PROBLEM DETAILS — Each line from the one that includes "Each instance receives one keypoint. Mark the white plaster" to the last line of the data below should be set down exactly; no other lines are wanted.

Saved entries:
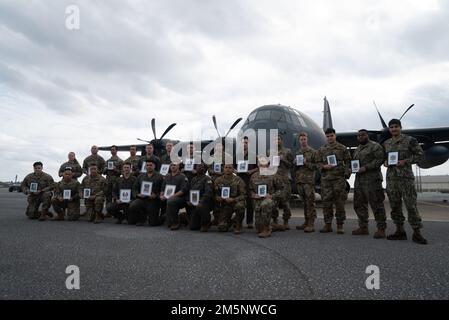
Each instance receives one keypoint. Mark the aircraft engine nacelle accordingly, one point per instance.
(434, 156)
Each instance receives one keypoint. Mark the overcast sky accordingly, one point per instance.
(182, 61)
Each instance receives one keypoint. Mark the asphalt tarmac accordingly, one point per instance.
(129, 262)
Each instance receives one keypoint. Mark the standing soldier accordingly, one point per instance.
(246, 177)
(67, 197)
(38, 187)
(400, 181)
(94, 159)
(96, 186)
(119, 207)
(305, 181)
(147, 205)
(112, 170)
(265, 204)
(334, 161)
(177, 201)
(368, 185)
(147, 157)
(234, 201)
(134, 159)
(283, 171)
(77, 171)
(200, 213)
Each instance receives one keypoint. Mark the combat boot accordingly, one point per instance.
(98, 218)
(380, 234)
(303, 226)
(340, 229)
(361, 231)
(399, 234)
(417, 236)
(310, 226)
(327, 228)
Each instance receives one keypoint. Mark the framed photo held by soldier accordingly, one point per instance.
(355, 166)
(67, 194)
(393, 158)
(332, 160)
(125, 195)
(169, 191)
(146, 188)
(164, 169)
(242, 166)
(262, 190)
(225, 192)
(86, 193)
(33, 187)
(194, 197)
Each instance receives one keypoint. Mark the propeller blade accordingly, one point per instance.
(153, 126)
(233, 126)
(384, 125)
(144, 140)
(167, 130)
(406, 111)
(214, 120)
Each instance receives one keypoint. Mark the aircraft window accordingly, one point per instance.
(263, 115)
(278, 116)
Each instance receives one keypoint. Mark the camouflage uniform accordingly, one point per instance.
(263, 208)
(225, 210)
(94, 160)
(97, 186)
(174, 204)
(76, 169)
(333, 181)
(200, 215)
(400, 180)
(112, 176)
(72, 205)
(46, 184)
(115, 209)
(305, 182)
(368, 185)
(141, 208)
(283, 173)
(134, 165)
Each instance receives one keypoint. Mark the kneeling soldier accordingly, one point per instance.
(119, 206)
(202, 188)
(94, 198)
(147, 203)
(38, 187)
(67, 197)
(229, 202)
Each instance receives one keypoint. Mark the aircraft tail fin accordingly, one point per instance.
(327, 116)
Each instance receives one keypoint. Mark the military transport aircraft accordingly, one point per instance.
(290, 122)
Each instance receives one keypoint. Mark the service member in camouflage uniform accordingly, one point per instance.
(77, 171)
(400, 182)
(178, 200)
(73, 204)
(113, 174)
(45, 185)
(235, 202)
(147, 206)
(134, 159)
(368, 185)
(264, 206)
(117, 208)
(97, 185)
(94, 159)
(283, 171)
(305, 182)
(333, 180)
(200, 214)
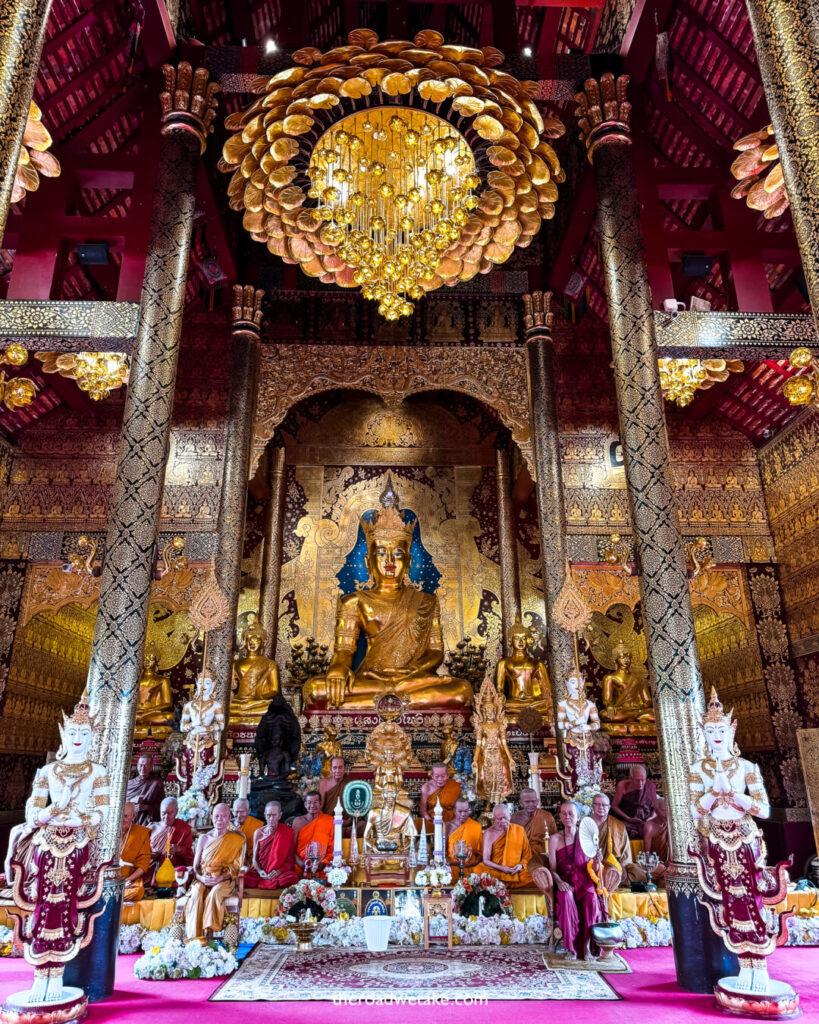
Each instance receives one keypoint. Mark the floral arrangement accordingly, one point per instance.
(337, 875)
(309, 891)
(192, 805)
(472, 887)
(435, 876)
(184, 960)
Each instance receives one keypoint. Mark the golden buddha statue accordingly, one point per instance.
(523, 680)
(404, 641)
(628, 707)
(255, 679)
(155, 707)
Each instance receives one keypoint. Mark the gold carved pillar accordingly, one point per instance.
(549, 482)
(188, 104)
(507, 547)
(604, 123)
(786, 39)
(22, 33)
(247, 317)
(273, 548)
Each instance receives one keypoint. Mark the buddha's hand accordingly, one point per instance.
(338, 681)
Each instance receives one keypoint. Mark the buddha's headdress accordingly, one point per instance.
(388, 523)
(716, 713)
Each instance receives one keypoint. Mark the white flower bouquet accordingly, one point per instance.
(184, 960)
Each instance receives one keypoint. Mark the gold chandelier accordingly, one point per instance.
(803, 390)
(391, 166)
(96, 373)
(681, 379)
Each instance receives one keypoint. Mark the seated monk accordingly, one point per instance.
(332, 792)
(217, 864)
(134, 854)
(145, 791)
(539, 824)
(578, 904)
(614, 846)
(439, 787)
(273, 852)
(402, 627)
(507, 854)
(635, 801)
(313, 829)
(464, 827)
(245, 822)
(170, 838)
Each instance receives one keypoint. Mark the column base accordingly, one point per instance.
(699, 954)
(94, 967)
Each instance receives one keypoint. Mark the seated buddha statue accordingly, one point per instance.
(255, 680)
(155, 707)
(628, 708)
(521, 679)
(404, 640)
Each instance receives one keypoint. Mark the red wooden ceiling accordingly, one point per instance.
(90, 87)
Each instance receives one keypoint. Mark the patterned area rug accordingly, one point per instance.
(270, 973)
(614, 965)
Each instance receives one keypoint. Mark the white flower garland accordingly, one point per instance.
(176, 960)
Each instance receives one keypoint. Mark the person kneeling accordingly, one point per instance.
(219, 858)
(274, 851)
(578, 904)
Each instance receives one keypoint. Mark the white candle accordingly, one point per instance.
(437, 819)
(338, 818)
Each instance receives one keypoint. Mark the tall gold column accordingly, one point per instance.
(549, 482)
(604, 122)
(232, 506)
(188, 104)
(22, 33)
(507, 547)
(786, 38)
(273, 548)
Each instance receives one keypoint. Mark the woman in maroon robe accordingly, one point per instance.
(578, 905)
(273, 852)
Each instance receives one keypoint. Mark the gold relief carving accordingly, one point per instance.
(809, 755)
(48, 589)
(291, 373)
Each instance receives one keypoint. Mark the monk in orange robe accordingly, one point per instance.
(439, 787)
(273, 851)
(507, 852)
(245, 822)
(464, 827)
(313, 827)
(134, 854)
(217, 864)
(170, 838)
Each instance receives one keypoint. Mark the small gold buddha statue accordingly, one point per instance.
(404, 640)
(155, 708)
(329, 747)
(523, 680)
(255, 679)
(628, 707)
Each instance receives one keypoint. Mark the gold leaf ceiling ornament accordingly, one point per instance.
(759, 174)
(392, 166)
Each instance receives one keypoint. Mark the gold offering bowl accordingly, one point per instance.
(303, 930)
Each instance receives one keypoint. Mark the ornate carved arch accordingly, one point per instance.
(290, 373)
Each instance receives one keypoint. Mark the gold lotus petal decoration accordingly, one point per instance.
(759, 174)
(395, 167)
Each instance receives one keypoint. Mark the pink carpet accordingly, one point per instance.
(649, 995)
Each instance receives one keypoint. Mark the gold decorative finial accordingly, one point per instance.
(188, 101)
(603, 112)
(247, 312)
(537, 310)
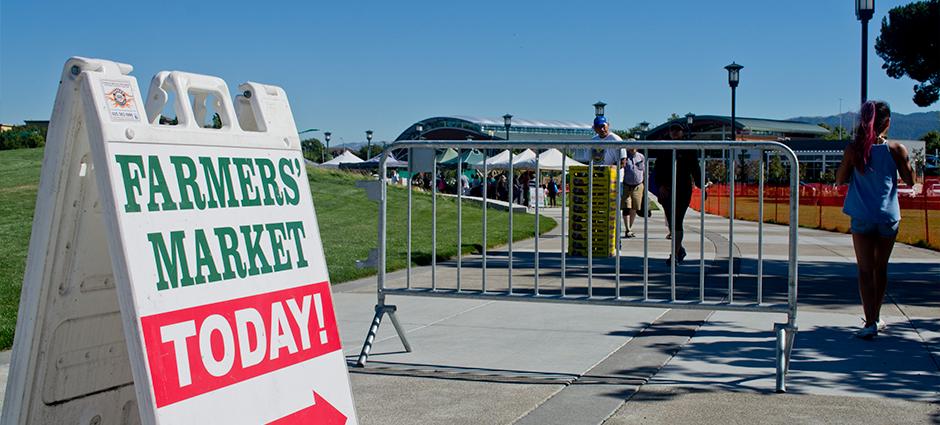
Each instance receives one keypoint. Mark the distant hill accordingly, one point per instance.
(903, 126)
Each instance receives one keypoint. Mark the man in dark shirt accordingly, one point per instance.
(688, 173)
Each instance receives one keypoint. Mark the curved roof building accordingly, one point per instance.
(459, 127)
(718, 127)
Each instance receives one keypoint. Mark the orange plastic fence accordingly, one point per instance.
(821, 207)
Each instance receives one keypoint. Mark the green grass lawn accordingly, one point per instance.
(19, 181)
(348, 223)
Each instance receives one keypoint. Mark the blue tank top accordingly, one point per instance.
(873, 196)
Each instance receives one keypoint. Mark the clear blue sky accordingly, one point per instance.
(382, 65)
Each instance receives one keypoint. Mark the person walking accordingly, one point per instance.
(870, 165)
(634, 168)
(608, 156)
(552, 192)
(688, 172)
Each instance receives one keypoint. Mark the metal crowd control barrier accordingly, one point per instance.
(565, 292)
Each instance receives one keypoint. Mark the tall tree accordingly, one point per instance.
(910, 45)
(933, 140)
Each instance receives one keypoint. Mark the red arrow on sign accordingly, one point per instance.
(321, 412)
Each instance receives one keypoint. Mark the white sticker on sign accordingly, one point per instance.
(121, 100)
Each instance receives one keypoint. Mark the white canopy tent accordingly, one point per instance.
(548, 160)
(502, 157)
(503, 163)
(344, 158)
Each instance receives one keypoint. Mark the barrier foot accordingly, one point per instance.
(784, 348)
(381, 310)
(401, 331)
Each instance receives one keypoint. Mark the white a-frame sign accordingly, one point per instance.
(176, 273)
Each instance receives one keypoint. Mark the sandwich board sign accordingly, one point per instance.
(175, 272)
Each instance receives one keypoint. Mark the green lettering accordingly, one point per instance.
(289, 183)
(253, 250)
(131, 180)
(268, 182)
(219, 183)
(296, 229)
(170, 265)
(186, 179)
(277, 246)
(158, 185)
(228, 246)
(204, 259)
(244, 180)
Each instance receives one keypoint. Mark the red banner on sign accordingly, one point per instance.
(200, 349)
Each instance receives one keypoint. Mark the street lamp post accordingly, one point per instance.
(734, 74)
(644, 127)
(326, 137)
(864, 10)
(304, 148)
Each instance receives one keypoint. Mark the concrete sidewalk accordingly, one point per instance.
(477, 361)
(501, 362)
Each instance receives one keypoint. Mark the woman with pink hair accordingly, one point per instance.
(870, 165)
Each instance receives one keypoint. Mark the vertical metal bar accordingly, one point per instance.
(646, 217)
(434, 223)
(701, 233)
(731, 176)
(512, 195)
(794, 237)
(459, 217)
(383, 219)
(410, 188)
(538, 191)
(760, 230)
(780, 357)
(486, 176)
(564, 223)
(617, 228)
(591, 224)
(672, 225)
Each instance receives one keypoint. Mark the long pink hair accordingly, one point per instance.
(872, 121)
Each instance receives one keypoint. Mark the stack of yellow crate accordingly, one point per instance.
(603, 197)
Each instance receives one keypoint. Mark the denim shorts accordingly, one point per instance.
(865, 227)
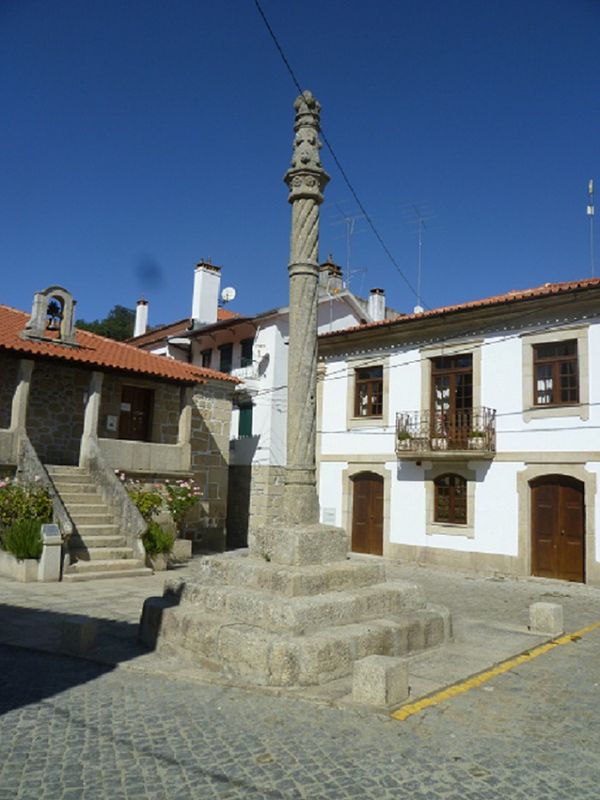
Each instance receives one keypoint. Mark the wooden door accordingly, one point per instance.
(136, 412)
(452, 398)
(558, 528)
(367, 514)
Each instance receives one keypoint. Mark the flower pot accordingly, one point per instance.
(158, 562)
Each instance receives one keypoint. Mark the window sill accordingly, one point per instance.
(450, 529)
(365, 422)
(580, 410)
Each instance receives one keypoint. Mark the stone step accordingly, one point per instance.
(96, 541)
(92, 552)
(235, 570)
(86, 530)
(80, 498)
(83, 518)
(306, 612)
(103, 565)
(83, 487)
(261, 657)
(140, 572)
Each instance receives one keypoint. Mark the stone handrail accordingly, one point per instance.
(131, 521)
(31, 468)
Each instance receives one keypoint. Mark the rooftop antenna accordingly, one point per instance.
(350, 221)
(590, 213)
(420, 214)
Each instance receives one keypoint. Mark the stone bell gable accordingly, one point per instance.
(52, 316)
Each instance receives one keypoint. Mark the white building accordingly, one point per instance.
(253, 349)
(469, 436)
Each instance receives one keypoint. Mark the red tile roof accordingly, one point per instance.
(179, 328)
(515, 295)
(97, 351)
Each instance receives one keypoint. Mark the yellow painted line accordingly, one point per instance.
(483, 677)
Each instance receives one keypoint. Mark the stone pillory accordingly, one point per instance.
(294, 610)
(306, 180)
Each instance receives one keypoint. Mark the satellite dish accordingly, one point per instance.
(228, 294)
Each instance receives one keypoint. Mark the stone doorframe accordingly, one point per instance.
(350, 472)
(588, 479)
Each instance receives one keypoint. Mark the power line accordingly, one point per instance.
(336, 160)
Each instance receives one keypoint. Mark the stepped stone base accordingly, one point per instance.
(292, 622)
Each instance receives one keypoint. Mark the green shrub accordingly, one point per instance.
(156, 540)
(24, 539)
(147, 503)
(24, 501)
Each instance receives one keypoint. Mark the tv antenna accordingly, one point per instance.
(590, 213)
(349, 220)
(228, 294)
(419, 214)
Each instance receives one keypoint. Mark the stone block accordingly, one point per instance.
(300, 545)
(182, 549)
(380, 681)
(78, 634)
(546, 618)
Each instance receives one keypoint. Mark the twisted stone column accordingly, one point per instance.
(306, 180)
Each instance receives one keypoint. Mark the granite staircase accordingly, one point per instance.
(97, 548)
(293, 624)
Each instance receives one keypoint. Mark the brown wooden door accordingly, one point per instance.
(367, 514)
(136, 411)
(558, 528)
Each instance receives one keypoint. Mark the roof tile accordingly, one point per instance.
(98, 351)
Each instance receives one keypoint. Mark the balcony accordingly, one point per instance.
(466, 434)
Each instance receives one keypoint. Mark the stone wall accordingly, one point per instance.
(211, 419)
(165, 412)
(56, 410)
(9, 367)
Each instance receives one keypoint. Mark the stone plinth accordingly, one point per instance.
(380, 681)
(266, 623)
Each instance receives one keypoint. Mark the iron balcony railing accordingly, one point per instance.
(424, 432)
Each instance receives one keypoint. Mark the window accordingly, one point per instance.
(225, 357)
(555, 373)
(245, 423)
(368, 399)
(246, 346)
(450, 503)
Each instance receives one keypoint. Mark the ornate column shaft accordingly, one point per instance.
(306, 180)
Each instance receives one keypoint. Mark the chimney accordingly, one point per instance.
(377, 305)
(330, 277)
(207, 281)
(141, 317)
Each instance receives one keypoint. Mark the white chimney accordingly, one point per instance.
(377, 305)
(141, 317)
(207, 282)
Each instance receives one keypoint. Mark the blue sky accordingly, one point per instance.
(140, 136)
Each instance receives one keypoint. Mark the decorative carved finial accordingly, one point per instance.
(306, 176)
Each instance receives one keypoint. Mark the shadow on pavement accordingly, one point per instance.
(43, 652)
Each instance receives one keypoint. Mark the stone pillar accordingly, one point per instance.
(18, 416)
(90, 419)
(184, 435)
(306, 180)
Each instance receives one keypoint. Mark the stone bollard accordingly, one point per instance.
(546, 618)
(49, 566)
(78, 634)
(380, 681)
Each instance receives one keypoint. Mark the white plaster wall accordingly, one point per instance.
(330, 487)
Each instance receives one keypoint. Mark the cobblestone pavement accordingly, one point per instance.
(72, 730)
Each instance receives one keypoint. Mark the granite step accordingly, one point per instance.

SOLUTION BELOW —
Each instance receives one keypoint. Mark the white plaster wall accordingly, one point per instance.
(330, 487)
Each instance receives one keypoint. Mark the cobblestone pavement accordingly, one point per instance.
(72, 730)
Each instance receives one keypoint. Mark the granite step accordingly, one point per instance.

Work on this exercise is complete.